Excerpted text:
*** Begin section ***
Oral quercetin, administered at 50 mg/kg, significantly mitigates isoproterenol-induced cardiac injury by reducing pro-inflammatory mediators and enhancing anti-inflammatory and antioxidant mediators (Kumar et al., 2017). Quercetin treatment may improve heat stroke outcomes in rats by mitigating hyperthermia and cardiac damage via its anti-lipid peroxidation, antioxidant, and anti-inflammatory effects (Lin et al., 2017). The rat vena cava exhibited comparable outcomes with a reduced dosage but extended treatment duration (20 mg/kg/42 days) via the suppression of reactive oxygen species, the PI3/AKT pathway, and the release of inflammatory cytokines, possibly averting myocardial infarction and ischaemic heart disease. EGCG (40 mg/kg) mitigates myocardial damage in animals by blocking the AKT/mTOR and Hippo pathways (Ma et al., 2019), while enhancing the NQO1 antioxidant pathway (Cui et al., 2021; Huang et al., 2022; Li Y. et al., 2022).
*** End section ***
Natural-language descriptions of regions:
*** Begin section ***
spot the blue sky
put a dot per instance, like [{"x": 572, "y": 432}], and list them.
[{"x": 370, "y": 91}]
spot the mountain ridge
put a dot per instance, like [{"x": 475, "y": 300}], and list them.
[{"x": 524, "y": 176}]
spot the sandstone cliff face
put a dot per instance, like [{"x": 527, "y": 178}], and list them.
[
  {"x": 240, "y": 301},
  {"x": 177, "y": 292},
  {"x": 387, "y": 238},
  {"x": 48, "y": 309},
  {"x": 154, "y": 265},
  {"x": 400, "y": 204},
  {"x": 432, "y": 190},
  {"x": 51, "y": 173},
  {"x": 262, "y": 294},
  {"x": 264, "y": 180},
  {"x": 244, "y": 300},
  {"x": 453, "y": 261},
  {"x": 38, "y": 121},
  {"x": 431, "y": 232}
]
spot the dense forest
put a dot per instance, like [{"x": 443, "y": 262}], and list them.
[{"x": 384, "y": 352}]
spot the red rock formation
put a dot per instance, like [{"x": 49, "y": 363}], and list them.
*** End section ***
Work instruction:
In the excerpt on quercetin and EGCG, which two pathways does EGCG at 40 mg/kg block to mitigate myocardial damage in animals? The listing is separate material and has no connection to the excerpt on quercetin and EGCG.

Exercise output:
EGCG blocks the AKT/mTOR and Hippo pathways.